**SELECTED EXCERPT**.
----

There's a hole thread about things one can do to improve floor bounce results over in multi way. Fluid gave the answer that I think was spot on, no one seemed to care about the answer.
They were having too much fun arguing with each other over who had the biggest ... no room for common sense data and examples ;)

In all honesty, I think it will be difficult to integrate a tweeter within this line of drivers without making other compromises. Even if it does seem that is the way forward to reduce that last bit of floor/ceiling influence. So that makes me wonder to include the notches, as these tweaks that I do right now may have to keep me entertained for a long time to come. I'm certainly not planning on operating the speakers on a regular basis.
Give me a chance to try and make a driver that fits first before we write the idea off, it just started to get interesting :)
 
I'm not giving up on the idea :), but I'd need convincing data to see if it's worth it.

P.S. I thought of posting in that thread, but figured it was way better to let them measure up their .... and have fun with that!

I'll think about the notches. Now would be the right time to add them, it saves me rewiring the entire array. Even though there's probably enough potential in doing that too! I'll compare them without adding floor and ceiling effects too, may the best solution win.
 
Its not that I didn't care or didn't notice the difference, its that I had no idea whether it would be audible. I couldn't help thinking that your endless thinking and tweaking makes you the ideal candidate for the DSP per driver solution, impracticality thereof not withstanding. Perhaps you could bring wires from each shading group of drivers to a connector to allow you to tweak without opening the cabinets back up.

Re' floor and ceiling reflections - there is additional combing that happens from them in the HF. I saw that in my fine frequency shaded sim where I had eliminated all the direct wave combing via shading. Just a thin layer of absorption on either or both should help.

----

**RECORDS FOR THE TASK**.
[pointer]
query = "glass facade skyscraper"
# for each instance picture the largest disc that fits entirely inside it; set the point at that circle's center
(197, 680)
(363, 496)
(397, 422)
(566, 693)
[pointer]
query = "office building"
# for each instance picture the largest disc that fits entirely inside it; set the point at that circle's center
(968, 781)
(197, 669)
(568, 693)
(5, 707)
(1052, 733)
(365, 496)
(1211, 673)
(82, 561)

----

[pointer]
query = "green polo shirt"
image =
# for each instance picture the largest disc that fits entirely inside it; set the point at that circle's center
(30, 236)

----

**PROBLEMS**.
**a)** State how many lines of the records contain the word "query". Give only the number.
**b)** Go on with the forum discussion about floor and ceiling reflections in a line array of speaker drivers, starting after its last sentence.

**RESULTS OF THE TASKS**.
**a)** 3

**b)**
I agree with your last comment re' compromise being inevitable with a central tweeter. Everything I have simulated with a crossover in it has vertical narrowing at the crossover. Central tweeter is incompatible with both seated and standing listening.
 
That's hard to predict, the reason I went the filter route was that it gave better results all throughout the frequency spectrum. Not limited to the top end. If I can optimize that difference, I'll have my answer if it is an improvement. Otherwise I'll have to yank it all out again :).

I distinctly remember a build of an array that had all drivers with connecting points outside of the enclosure. Making it possible to rewire at will!
If I lived alone, no family to worry about, I would have done something like that :).
I'm taking a gamble here that these filters are an improvement, and taking it a notch up (pun intended) is possible while I wait for better weather to allow me to work in the garage again. But this will be it for a while, as it will take a long time to see if the improvements in graphs lead to improvements in listening.
In DSP alone there are so many options to make it sound different, its going to take time to try it all!

I share those worries about a crossover. If it doesn't work out I may consider an alternative path with ambience tweeters placed behind the arrays (properly delayed). Something I've also wanted to try.